▶ [Task to carry out] Reproduce word for word the section of the passage on Nigeria's railway programme that opens with the words containing "Nigeria’s railway programme" and closes with "long term involvement.".

This leaves many experts, including Dr. Chiwuike Uba, a consultant to the World Bank, wondering the commercial value of extending the line to the small town and how the project advances the economic agenda of the country.

Nigeria’s railway programme may have not also been aligned with AfDB’s sustainability policy options as encapsulated in the document referenced. The regional development finance institution recommends that African countries introduce a systematic approach to railway project identification and preparation; include railway financing as part of a broad sustainable transport policy; establish clear and stable commercial agreements for passenger services, set up railways infrastructure and maintenance funds and consider larger financial packages and long term involvement.

It also urges them to develop monetisation methodologies for social, economic and environmental benefits derived from railways, adapt finance solutions to different railway business models; explore alternative PPP approaches including separation of infrastructure and operations; promote capacity building and training centres to increase railways know-how at all levels of decision and operations, while improving regulation and monitoring bodies. They are also required to coordinate the acquisition of rolling stock and maintenance and alignment of operating procedures among African countries as well as set up a task force for African railways.

Portion of a data file

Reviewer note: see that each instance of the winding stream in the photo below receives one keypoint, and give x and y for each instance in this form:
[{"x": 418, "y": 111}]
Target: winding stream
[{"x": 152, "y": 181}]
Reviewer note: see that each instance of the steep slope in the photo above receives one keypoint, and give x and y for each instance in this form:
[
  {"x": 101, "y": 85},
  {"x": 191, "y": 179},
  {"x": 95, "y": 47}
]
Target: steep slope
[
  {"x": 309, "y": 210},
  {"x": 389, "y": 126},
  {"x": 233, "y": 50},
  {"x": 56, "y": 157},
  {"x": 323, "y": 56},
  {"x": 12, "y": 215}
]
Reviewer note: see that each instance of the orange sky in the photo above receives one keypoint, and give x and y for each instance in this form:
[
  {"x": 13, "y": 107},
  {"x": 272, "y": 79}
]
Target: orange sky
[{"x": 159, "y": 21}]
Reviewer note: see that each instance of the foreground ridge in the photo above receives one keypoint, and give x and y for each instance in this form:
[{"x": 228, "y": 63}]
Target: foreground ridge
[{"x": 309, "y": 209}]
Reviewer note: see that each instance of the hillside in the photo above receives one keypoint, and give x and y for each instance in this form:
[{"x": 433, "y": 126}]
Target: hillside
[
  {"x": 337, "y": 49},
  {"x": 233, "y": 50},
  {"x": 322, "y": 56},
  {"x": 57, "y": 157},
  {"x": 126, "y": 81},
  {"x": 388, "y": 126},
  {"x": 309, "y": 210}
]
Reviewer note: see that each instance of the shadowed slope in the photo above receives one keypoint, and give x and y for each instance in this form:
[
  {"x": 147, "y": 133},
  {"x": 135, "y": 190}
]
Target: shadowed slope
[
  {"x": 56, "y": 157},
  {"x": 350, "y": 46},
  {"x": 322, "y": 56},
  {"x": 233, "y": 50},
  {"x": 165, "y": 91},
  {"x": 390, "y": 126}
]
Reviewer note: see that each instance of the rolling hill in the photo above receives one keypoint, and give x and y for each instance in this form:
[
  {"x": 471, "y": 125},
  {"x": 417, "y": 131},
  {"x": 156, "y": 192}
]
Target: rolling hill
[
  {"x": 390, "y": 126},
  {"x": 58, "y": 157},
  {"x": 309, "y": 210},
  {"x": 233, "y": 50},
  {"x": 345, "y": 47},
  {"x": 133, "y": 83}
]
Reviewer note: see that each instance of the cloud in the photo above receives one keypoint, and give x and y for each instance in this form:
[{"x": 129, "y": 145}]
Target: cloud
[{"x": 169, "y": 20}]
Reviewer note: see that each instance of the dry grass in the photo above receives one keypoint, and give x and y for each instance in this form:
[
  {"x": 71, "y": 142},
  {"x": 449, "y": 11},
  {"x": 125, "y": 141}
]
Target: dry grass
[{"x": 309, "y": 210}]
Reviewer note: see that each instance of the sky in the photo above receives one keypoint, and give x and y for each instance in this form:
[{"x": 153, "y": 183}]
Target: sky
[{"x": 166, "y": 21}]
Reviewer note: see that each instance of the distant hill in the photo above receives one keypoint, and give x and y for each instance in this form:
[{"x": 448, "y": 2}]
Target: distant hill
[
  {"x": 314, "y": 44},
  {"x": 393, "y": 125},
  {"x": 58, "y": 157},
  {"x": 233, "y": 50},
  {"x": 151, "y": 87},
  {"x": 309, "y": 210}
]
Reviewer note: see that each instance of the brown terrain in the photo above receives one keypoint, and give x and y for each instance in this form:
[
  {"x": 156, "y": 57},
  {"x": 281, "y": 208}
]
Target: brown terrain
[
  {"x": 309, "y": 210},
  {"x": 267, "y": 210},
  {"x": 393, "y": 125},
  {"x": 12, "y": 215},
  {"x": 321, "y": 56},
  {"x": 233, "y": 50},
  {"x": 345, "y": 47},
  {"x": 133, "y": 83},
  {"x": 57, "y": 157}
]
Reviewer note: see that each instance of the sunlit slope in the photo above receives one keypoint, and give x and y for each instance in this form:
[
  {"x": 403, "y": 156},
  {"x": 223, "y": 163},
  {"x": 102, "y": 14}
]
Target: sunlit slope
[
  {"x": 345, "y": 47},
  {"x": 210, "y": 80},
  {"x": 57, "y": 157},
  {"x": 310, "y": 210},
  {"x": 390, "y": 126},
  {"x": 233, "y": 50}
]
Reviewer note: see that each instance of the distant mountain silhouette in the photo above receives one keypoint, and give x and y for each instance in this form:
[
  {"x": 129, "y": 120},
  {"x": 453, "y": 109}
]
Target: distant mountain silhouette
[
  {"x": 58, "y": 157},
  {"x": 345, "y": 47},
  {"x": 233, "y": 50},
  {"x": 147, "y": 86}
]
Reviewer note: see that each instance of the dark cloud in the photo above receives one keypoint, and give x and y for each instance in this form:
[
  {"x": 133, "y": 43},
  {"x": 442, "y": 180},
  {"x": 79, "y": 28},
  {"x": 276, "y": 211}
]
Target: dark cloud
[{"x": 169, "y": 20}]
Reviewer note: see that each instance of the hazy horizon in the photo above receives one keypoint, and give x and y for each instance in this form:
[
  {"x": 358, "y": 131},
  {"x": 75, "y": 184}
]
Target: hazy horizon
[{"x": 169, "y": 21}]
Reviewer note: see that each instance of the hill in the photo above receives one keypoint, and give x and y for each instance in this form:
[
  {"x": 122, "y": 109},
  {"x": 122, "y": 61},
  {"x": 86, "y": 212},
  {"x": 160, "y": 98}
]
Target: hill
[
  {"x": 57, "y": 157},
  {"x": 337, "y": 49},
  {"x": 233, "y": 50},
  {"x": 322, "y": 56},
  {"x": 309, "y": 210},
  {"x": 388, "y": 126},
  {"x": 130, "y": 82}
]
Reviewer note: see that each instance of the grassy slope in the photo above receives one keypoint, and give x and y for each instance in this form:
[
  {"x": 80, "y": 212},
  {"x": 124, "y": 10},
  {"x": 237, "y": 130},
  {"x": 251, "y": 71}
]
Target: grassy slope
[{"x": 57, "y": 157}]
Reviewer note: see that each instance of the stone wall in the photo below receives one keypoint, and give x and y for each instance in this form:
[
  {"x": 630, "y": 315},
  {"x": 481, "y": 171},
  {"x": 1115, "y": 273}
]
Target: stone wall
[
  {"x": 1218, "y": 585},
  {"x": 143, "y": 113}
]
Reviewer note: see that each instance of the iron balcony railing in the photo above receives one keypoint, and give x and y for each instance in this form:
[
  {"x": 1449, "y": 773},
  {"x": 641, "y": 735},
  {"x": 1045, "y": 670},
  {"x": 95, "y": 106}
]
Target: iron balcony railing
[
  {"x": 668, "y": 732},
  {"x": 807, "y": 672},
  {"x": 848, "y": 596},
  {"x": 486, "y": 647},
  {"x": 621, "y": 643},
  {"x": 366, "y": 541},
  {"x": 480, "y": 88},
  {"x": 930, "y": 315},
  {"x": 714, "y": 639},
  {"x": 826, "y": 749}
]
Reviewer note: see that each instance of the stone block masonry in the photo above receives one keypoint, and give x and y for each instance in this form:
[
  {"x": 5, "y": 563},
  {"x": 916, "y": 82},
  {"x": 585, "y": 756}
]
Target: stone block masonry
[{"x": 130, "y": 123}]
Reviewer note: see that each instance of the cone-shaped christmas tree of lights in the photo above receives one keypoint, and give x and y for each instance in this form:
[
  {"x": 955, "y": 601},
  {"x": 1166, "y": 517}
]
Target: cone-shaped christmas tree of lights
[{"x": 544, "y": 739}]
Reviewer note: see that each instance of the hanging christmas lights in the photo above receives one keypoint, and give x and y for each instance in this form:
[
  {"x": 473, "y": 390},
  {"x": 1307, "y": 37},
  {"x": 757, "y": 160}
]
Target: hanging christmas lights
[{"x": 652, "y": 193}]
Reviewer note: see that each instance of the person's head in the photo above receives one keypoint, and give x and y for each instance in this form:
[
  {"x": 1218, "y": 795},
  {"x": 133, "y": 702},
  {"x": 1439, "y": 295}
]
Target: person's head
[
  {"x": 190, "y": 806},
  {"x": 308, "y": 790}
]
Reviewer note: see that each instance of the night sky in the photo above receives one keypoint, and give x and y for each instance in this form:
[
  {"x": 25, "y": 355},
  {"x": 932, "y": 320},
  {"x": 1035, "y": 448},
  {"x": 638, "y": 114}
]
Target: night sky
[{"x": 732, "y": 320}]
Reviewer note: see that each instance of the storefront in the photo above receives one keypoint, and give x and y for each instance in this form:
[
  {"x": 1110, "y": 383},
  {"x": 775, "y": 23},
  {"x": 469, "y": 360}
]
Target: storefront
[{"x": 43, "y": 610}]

▶ [The completed task]
Nigeria’s railway programme may have not also been aligned with AfDB’s sustainability policy options as encapsulated in the document referenced. The regional development finance institution recommends that African countries introduce a systematic approach to railway project identification and preparation; include railway financing as part of a broad sustainable transport policy; establish clear and stable commercial agreements for passenger services, set up railways infrastructure and maintenance funds and consider larger financial packages and long term involvement.